Stored data entries

***

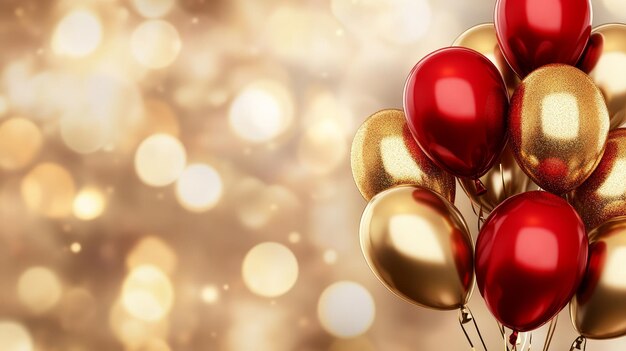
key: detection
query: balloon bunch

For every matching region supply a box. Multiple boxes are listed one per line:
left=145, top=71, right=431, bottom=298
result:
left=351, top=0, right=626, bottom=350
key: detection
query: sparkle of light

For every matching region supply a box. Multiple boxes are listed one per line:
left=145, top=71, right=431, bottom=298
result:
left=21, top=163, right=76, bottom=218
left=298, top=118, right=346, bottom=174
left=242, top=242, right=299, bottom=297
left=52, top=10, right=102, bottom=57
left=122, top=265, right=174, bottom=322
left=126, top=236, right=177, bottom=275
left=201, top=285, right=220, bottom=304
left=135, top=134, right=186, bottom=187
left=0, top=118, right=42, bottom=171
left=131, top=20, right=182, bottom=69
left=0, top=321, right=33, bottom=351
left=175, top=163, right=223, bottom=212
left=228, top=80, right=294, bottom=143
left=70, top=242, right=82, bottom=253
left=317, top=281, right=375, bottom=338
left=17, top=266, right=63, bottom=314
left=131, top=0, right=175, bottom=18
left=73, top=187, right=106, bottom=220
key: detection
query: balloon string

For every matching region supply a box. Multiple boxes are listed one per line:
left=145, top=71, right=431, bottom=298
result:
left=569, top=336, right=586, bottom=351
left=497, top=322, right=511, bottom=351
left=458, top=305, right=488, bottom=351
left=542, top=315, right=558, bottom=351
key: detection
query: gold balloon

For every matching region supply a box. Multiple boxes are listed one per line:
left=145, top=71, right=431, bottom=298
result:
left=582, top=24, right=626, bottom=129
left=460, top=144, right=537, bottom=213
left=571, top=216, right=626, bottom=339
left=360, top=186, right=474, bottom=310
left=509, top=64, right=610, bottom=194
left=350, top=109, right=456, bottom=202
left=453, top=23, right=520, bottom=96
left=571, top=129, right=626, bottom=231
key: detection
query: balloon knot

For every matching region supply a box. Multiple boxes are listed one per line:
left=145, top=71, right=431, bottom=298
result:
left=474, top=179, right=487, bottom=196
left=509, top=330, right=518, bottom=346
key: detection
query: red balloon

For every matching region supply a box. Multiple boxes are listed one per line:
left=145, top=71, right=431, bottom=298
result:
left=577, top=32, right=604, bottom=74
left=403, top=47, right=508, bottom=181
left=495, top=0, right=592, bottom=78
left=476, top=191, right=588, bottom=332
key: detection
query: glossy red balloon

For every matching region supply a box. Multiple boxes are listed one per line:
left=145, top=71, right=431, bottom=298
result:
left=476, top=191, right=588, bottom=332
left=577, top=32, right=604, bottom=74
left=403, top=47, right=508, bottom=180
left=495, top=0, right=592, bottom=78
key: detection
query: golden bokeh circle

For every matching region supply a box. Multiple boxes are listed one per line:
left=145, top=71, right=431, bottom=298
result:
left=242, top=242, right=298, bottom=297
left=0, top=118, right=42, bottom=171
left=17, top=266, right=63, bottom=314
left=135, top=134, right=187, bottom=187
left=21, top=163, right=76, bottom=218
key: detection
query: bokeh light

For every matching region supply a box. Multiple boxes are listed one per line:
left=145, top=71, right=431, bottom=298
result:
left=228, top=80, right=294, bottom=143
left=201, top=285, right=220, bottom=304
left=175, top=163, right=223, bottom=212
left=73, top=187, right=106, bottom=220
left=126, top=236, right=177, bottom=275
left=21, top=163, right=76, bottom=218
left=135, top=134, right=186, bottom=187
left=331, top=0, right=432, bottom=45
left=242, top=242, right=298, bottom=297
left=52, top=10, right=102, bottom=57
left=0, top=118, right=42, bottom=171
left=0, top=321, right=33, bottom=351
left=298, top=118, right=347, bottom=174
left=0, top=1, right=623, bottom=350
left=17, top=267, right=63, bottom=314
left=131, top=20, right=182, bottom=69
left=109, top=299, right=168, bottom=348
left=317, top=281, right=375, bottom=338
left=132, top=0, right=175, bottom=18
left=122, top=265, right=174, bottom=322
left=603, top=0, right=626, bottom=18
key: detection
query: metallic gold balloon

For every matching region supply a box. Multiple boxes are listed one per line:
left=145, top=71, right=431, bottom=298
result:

***

* **Task instructions**
Locate the lines above that hold the word "balloon". Show every one of them.

* **Solution below**
query: balloon bunch
query: balloon string
query: gold balloon
query: balloon knot
query: red balloon
query: glossy red balloon
query: metallic gold balloon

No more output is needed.